> **EXCERPTED PASSAGE**:
-- Opening Marker --
Tuesday, 25 June 2019

Zappa on a pole


If you wanted a wonderfully freaky name for a musical genius you could hardly do better than the one bestowed by Francis and Rosie Zappa upon their son, born four days before Christmas 1940, in Baltimore, Maryland. And if you were a proud and freedom loving people eager to shake off decades of political oppression, and wanting to symbolise imagination, creativity and – indeed – freedom, one unlikely yet accurate choice you might make for that representation, would be the very same - Frank Vincent Zappa.
-- Closing Marker --
> **STORED DATA**:
-- Opening Marker --
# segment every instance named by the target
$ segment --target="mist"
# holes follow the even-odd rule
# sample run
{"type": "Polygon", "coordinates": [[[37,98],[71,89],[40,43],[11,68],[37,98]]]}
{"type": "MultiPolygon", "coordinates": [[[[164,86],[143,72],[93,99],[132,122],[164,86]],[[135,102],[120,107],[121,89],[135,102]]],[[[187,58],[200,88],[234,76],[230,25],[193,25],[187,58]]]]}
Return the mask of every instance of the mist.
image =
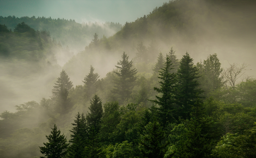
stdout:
-- Closing Marker --
> **WHAT THIS EXERCISE ASKS**:
#1 Answer these about the "Zappa on a pole" post:
(a) On what date was the post published?
(b) In which city and state was Frank Zappa born?
(c) What were the first names of his parents?
#2 Pick up the "Zappa on a pole" post about Frank Zappa after its last sentence and keep it going.
The entries have nothing to do with what comes next.

> **ANSWERS GIVEN**:
#1
(a) Tuesday, 25 June 2019
(b) Baltimore, Maryland
(c) Francis and Rosie

#2
In 1990, Frank Zappa, soon to be diagnosed with prostate cancer, was in Hungary at the invitation of the mayor of Budapest, Gabor Demszky, celebrating the demise of communism in Eastern Europe. On 29th June, Frank, his wife Gail, Demszky, and Arunas Toras, were enjoying a cruise on the Danube. Toras was the mayor of Vilnius, the capital of Lithuania. I’m not sure what the specific personal connection was, but evidently Zappa’s music was popular in Lithuania, a country which did not achieve independence from Soviet domination until January 1991. Four years after that (and two years after Zappa’s death on 6th December 1993), a small memorial to the musician was erected in a slightly scruffy square on the west side of the Vilnius city centre. Designed by Konstantinas Bogdanas, who had made something of a career out of creating busts of Lenin, it isn’t an obvious likeness of Zappa, but all the same I was pleased to see it on my visit there last week, tangible evidence as it is of a mildly wacky and anarchic streak in Lithuanian life. Given the constant threat from the east, long may that streak continue and evolve.